Prompt a
Count the lines in the rows below that contain the string "kiosk". Reply with that number only.

Document excerpt
# # # #

2)While Jay Powell said nothing new in his testimony in front of both sides of Congress this week, him saying again that the Fed will just go back to the well of zero rates and QE in light of all the available evidence of its use here and abroad and its ineffectiveness and broad side effects, remains disappointing.
3)The NY Fed’s Q4 2019 household debt data revealed this: “transitions into delinquency among credit card borrowers have steadily risen since 2016, notably among younger borrowers.” Within this, credit card payments late by 90 days or more rose to 5.32%, the highest in 8 years vs 5.16% in Q3. For those borrowers aged 18-29, the 90+ day delinquency rate is the most since Q4 2010 at 9.36%. Part of the increase was reclassifying some retail credit card debt but doesn’t explain all of the rise.
4)January core retail sales saw no change from December vs the estimate of up .3% and December was revised down by 3 tenths and November was revised lower by one tenth. Core retail sales since August, thus 5 months since, is down a total of .3%. January core sales vs January 2019 is up 3.1% and which compares to the 5 yr average of 3.7% and 2 yr average of 4.1%.
5)Headline CPI in January was up 2.5% y/o/y and 2.3% y/o/y at the core level. That’s the 23rd straight month with a 2 handle on core inflation.

# # # #

Prompt b
Answer these questions on the economic commentary above:
(i) What rate did credit card payments late by 90 days or more reach in Q4 2019?
(ii) How much were January core sales up compared with January 2019?
(iii) What was the year-over-year rise in headline CPI in January?

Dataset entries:
# # # #

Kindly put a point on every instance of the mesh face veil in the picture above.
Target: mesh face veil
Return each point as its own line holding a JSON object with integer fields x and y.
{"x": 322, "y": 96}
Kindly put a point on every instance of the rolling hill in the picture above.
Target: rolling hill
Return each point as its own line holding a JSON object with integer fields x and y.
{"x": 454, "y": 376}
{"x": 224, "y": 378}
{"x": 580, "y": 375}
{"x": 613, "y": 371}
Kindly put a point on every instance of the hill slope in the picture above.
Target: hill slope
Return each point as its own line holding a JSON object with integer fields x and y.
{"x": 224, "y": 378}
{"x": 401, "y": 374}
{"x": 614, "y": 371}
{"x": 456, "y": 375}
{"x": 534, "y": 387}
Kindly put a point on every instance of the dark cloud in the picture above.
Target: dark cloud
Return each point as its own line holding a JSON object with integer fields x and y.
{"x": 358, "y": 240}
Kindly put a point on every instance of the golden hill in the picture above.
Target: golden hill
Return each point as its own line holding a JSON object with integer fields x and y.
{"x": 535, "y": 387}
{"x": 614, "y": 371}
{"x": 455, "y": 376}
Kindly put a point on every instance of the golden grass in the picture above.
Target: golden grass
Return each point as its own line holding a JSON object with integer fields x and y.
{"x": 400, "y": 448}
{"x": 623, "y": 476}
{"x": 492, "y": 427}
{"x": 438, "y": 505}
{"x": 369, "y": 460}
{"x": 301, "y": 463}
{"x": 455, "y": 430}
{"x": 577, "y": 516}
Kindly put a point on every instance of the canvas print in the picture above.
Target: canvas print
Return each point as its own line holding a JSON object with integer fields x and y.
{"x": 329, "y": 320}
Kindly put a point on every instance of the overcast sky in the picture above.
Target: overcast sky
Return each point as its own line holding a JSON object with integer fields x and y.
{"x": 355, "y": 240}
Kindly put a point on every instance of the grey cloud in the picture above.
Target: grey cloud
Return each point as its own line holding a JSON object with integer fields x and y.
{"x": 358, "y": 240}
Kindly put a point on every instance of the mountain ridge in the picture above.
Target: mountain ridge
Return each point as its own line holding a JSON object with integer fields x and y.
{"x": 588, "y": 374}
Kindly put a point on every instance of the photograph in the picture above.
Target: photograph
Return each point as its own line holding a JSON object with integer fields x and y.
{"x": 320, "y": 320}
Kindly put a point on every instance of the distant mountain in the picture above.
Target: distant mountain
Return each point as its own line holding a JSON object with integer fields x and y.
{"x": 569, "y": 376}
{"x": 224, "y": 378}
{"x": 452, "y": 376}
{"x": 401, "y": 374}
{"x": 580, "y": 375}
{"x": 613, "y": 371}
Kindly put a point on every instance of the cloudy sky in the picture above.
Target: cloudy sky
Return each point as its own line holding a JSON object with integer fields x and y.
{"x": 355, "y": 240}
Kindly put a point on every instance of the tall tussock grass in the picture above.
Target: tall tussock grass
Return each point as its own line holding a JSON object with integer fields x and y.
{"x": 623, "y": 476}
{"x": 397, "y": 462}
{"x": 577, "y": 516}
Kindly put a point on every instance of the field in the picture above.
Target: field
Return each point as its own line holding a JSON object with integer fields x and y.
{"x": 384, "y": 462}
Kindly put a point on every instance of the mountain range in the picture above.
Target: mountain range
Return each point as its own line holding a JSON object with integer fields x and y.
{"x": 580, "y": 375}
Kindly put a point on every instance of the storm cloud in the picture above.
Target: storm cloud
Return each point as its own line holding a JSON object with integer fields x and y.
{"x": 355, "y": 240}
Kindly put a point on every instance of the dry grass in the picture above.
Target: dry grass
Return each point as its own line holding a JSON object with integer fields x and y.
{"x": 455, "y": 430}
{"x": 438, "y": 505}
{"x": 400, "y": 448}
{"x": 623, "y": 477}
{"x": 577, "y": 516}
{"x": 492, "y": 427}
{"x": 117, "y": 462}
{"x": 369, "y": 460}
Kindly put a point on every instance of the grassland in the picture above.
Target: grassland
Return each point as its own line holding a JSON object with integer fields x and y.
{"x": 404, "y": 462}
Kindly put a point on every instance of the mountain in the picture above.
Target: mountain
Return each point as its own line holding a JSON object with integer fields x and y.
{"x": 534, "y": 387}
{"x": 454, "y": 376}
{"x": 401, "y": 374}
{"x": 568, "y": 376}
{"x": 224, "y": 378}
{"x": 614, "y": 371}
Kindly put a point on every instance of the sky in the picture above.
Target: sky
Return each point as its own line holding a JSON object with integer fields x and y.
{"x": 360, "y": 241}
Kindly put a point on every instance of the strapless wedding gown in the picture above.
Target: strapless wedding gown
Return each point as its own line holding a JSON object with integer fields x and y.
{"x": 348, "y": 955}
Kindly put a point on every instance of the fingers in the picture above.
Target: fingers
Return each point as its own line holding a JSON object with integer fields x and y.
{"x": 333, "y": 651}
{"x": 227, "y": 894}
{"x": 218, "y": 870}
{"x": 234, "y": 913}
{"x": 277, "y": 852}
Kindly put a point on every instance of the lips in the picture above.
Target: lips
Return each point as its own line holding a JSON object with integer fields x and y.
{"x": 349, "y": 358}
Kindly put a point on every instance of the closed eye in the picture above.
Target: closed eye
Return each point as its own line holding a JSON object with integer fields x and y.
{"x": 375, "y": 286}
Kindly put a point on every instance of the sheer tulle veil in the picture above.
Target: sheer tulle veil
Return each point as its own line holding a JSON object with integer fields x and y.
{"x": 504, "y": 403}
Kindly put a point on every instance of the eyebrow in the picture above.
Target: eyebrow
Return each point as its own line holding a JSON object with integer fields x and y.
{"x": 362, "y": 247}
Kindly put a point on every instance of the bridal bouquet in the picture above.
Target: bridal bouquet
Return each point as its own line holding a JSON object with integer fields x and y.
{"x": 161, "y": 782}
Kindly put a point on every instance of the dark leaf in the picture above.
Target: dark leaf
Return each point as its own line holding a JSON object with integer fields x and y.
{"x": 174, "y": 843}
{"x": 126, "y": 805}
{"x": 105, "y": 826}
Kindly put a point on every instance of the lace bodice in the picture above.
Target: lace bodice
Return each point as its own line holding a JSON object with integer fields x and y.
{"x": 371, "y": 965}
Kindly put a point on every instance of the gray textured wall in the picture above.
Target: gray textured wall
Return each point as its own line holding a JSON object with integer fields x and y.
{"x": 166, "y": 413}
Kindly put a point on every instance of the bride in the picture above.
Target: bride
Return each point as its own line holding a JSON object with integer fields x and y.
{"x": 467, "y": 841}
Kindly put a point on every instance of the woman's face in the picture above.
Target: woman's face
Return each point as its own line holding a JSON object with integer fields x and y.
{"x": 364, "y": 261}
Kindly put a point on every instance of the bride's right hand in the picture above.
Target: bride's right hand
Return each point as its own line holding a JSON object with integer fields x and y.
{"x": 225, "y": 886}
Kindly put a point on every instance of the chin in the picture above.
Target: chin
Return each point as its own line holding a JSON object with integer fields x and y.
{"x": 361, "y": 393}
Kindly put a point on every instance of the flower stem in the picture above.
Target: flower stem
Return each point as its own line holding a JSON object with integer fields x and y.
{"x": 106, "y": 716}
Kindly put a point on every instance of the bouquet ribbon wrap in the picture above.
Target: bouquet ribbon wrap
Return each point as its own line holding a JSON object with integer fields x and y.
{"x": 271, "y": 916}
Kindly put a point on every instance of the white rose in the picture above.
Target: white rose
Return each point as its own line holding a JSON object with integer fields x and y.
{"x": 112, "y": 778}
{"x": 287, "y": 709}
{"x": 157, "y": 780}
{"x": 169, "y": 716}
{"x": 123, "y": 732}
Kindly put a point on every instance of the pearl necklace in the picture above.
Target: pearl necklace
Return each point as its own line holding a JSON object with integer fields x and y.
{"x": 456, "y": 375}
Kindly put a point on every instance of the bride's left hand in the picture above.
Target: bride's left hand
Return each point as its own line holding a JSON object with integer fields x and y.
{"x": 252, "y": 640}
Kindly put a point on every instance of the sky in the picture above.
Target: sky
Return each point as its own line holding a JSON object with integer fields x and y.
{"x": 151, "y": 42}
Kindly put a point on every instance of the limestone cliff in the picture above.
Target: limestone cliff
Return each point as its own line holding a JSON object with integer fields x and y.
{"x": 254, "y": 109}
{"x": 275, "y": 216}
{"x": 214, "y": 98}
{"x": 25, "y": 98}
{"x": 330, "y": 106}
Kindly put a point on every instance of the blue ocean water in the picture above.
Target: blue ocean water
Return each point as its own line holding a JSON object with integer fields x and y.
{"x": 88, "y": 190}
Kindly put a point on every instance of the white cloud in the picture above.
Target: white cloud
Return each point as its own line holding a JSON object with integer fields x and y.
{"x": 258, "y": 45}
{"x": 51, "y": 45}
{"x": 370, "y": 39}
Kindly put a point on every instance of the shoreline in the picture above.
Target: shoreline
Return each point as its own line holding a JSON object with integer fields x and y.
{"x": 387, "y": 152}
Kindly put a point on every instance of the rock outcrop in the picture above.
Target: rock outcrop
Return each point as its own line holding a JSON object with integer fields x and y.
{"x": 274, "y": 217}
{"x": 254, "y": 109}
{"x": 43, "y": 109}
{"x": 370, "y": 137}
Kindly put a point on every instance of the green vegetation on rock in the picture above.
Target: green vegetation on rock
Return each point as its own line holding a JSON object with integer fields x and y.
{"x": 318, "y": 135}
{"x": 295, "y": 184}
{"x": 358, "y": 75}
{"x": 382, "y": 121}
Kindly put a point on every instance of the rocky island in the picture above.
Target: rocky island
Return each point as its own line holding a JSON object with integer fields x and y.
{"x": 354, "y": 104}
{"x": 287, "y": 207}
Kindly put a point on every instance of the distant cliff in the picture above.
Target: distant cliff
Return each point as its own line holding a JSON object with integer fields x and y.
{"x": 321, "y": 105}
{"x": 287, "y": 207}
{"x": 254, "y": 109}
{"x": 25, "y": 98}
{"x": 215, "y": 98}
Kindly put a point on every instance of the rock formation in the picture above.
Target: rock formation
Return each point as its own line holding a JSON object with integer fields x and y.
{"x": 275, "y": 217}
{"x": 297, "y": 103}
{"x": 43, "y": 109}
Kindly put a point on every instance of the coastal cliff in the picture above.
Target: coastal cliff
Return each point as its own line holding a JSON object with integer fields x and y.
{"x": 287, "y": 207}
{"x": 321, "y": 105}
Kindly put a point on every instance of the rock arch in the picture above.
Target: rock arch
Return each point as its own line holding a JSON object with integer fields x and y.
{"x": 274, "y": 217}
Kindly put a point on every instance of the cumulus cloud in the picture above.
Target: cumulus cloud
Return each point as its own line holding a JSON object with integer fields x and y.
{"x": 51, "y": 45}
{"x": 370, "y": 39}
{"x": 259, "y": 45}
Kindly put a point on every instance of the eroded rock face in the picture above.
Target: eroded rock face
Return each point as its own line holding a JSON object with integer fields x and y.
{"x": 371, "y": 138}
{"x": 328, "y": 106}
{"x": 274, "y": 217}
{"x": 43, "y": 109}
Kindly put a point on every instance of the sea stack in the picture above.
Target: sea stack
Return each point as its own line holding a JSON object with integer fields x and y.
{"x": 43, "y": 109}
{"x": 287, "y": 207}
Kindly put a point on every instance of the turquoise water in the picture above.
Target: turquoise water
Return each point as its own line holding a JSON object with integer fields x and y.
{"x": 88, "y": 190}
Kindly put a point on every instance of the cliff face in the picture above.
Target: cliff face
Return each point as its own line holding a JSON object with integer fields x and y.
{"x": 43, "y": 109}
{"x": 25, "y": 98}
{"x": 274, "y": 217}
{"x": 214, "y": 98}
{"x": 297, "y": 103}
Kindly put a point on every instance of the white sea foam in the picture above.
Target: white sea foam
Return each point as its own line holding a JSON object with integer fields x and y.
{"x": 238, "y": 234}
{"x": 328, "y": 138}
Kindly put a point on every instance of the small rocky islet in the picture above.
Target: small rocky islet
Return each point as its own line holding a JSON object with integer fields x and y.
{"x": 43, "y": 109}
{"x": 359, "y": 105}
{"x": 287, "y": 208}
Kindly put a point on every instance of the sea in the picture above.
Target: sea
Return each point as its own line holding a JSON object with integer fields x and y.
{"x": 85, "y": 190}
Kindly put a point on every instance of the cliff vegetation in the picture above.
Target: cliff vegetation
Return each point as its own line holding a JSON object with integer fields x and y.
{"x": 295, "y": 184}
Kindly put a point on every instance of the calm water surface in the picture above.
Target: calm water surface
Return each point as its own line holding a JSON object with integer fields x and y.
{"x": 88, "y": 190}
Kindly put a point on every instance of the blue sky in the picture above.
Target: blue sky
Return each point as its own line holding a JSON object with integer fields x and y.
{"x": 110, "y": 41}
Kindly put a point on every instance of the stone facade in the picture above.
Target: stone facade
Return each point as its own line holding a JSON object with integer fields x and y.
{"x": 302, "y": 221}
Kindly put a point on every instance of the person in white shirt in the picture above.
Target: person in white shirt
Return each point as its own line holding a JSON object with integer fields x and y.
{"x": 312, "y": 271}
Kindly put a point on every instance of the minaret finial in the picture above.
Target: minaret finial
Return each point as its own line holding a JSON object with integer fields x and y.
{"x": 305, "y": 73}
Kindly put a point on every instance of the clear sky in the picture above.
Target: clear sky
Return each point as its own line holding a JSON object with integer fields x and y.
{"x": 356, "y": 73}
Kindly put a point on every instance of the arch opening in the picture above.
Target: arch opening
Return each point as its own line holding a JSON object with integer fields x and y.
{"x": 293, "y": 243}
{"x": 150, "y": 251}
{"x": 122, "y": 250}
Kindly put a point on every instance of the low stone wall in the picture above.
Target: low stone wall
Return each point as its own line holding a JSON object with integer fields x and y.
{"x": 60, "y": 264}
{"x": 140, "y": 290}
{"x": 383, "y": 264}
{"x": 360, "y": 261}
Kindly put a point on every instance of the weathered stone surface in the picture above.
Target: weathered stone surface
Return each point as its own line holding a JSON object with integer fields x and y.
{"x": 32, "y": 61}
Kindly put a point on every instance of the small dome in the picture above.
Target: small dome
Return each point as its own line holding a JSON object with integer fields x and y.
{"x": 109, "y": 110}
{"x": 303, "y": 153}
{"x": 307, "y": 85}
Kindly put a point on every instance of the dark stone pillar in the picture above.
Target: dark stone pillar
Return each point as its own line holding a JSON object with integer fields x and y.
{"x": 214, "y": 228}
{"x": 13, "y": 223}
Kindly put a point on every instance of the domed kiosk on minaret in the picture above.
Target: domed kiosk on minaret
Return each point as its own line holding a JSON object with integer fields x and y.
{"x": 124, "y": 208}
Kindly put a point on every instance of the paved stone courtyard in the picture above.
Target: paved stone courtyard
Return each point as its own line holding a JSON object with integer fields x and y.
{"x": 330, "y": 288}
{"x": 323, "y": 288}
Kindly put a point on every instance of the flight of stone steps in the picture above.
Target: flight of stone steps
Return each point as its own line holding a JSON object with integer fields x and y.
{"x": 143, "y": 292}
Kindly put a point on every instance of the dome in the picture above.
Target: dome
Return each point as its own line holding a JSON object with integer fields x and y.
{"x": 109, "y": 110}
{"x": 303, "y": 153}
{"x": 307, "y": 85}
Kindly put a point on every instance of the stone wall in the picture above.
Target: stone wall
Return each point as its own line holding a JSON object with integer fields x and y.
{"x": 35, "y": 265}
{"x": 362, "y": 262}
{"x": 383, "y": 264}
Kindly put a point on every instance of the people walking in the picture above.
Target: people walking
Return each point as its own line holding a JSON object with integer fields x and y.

# # # #

Task solution a
2

Task solution b
(i) 5.32%
(ii) 3.1%
(iii) 2.5%